(Dataset entries)

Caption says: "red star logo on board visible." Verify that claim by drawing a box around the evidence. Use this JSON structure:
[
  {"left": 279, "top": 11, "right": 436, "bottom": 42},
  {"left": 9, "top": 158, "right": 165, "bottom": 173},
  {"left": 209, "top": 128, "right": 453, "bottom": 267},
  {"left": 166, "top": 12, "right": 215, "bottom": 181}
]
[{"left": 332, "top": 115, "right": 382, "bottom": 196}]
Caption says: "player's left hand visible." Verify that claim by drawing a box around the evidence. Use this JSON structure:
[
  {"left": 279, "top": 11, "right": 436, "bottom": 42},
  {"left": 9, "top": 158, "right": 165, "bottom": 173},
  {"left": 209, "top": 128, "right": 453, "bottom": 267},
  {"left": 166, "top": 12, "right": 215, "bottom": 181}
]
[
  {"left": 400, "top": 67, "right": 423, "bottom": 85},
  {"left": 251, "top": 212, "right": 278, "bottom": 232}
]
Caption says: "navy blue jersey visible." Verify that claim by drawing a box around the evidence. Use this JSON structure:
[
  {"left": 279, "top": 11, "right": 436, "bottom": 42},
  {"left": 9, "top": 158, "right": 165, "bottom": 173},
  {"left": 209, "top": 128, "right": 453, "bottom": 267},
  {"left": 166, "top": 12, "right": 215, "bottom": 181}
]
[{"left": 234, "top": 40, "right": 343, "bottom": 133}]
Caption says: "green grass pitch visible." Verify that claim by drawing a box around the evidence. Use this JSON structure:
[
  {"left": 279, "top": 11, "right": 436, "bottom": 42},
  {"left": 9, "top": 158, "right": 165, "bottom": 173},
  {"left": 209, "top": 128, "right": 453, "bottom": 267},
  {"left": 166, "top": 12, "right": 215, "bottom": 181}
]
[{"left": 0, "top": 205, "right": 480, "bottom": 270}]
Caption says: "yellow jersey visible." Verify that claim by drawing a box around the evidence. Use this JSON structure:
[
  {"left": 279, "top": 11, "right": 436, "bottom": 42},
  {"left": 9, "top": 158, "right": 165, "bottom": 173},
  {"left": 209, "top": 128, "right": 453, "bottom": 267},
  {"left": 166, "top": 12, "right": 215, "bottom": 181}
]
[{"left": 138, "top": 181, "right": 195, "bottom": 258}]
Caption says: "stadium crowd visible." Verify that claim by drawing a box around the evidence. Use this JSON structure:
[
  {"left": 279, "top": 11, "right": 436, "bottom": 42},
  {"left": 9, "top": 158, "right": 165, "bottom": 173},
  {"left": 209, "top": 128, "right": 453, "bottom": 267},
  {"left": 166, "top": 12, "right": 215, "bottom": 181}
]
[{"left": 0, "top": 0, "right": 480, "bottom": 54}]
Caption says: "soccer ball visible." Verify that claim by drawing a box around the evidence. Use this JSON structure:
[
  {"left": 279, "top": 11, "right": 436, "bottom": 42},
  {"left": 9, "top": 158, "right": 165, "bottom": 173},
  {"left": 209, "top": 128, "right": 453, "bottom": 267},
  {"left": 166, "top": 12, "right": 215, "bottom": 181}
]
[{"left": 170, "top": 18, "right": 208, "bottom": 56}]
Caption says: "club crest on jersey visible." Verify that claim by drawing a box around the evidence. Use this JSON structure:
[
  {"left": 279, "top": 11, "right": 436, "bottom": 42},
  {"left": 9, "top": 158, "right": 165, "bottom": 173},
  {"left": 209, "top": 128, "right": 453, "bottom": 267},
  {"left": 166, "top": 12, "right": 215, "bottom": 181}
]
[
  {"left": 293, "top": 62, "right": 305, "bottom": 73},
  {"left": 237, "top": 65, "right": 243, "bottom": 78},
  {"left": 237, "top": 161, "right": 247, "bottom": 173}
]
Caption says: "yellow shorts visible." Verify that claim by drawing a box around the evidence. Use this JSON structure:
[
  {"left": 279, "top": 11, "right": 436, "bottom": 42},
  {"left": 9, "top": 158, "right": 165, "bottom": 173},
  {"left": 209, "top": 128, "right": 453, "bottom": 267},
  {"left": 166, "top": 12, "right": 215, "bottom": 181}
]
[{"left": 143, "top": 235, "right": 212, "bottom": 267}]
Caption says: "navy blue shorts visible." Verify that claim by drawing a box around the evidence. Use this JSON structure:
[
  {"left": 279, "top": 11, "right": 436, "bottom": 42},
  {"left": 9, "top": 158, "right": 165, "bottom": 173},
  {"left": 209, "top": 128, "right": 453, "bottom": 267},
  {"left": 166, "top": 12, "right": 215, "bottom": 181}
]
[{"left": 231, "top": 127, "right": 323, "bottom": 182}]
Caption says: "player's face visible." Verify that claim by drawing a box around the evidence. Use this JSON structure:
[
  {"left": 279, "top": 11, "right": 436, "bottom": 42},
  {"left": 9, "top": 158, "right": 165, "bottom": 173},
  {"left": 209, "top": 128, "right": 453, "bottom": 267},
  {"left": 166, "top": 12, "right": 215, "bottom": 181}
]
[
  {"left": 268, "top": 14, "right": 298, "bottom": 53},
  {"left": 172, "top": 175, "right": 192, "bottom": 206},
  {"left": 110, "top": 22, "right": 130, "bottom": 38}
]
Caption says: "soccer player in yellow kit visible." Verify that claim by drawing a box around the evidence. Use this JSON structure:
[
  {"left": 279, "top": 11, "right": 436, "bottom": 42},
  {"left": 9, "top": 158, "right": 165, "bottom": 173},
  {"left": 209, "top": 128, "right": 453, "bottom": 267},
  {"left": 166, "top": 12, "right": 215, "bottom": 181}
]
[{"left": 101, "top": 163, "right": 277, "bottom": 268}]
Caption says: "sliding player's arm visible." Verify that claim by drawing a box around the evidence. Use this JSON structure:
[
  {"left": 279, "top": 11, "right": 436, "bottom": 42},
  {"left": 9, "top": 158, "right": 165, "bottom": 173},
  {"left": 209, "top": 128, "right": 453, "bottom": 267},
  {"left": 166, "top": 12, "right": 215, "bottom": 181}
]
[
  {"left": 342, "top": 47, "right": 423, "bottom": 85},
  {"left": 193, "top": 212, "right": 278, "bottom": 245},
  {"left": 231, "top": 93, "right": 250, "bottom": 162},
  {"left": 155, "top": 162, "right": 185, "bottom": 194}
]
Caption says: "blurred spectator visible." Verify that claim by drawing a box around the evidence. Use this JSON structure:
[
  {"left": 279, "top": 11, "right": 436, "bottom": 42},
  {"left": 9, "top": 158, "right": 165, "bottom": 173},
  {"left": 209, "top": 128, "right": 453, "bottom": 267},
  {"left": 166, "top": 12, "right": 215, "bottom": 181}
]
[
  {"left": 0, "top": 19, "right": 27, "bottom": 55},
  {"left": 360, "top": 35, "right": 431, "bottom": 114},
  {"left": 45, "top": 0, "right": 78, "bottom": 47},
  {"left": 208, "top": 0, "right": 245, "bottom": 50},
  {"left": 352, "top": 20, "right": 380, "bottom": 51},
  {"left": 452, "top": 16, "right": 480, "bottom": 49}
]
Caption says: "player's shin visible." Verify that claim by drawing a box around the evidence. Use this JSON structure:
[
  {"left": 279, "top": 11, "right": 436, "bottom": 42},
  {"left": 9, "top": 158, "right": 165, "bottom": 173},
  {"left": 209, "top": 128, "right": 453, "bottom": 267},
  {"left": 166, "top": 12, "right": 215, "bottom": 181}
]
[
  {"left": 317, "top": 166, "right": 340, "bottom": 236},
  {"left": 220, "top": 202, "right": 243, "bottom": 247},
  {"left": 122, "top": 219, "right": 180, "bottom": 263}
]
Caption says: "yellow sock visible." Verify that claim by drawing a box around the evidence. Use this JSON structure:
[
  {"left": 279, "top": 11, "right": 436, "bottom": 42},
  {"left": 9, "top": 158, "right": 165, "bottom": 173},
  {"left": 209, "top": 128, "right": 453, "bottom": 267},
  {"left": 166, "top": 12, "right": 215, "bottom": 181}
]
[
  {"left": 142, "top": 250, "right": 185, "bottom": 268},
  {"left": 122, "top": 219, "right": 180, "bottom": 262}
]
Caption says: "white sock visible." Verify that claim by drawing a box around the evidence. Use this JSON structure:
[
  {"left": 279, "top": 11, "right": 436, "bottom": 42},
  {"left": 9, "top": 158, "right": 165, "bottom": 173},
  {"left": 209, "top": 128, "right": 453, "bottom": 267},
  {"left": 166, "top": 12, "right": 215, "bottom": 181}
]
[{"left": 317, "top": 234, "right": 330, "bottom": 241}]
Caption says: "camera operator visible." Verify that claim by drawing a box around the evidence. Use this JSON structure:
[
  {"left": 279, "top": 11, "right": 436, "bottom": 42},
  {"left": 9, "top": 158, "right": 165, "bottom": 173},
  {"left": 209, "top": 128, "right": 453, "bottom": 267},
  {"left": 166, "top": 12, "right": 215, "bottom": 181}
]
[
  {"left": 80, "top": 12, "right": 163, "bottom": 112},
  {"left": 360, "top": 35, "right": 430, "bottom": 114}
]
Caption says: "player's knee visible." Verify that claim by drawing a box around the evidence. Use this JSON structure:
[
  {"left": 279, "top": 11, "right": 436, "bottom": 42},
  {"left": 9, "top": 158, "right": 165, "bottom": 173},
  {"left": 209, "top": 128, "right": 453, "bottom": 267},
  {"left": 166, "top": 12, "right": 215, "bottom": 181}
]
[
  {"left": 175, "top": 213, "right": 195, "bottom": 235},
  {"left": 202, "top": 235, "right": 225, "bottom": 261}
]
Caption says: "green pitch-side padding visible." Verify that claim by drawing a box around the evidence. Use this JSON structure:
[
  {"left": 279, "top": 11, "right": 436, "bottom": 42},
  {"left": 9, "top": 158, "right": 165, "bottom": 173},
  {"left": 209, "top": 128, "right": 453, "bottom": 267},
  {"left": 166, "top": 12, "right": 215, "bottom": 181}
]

_What you are asked to do_:
Find every line in the records that contains the word "yellow" and copy each of those lines.

_Exercise response_:
Caption says: "yellow jersey visible." Verify that claim by drawing a box around the evidence. Use this JSON structure:
Caption says: "yellow shorts visible." Verify that claim by drawing a box around the evidence. Use this JSON structure:
Caption says: "soccer player in yellow kit visible." Verify that claim by drawing a box around the evidence. Use this JSON structure:
Caption says: "yellow sock visible." Verify that claim by drawing a box around the evidence. Use this JSON structure:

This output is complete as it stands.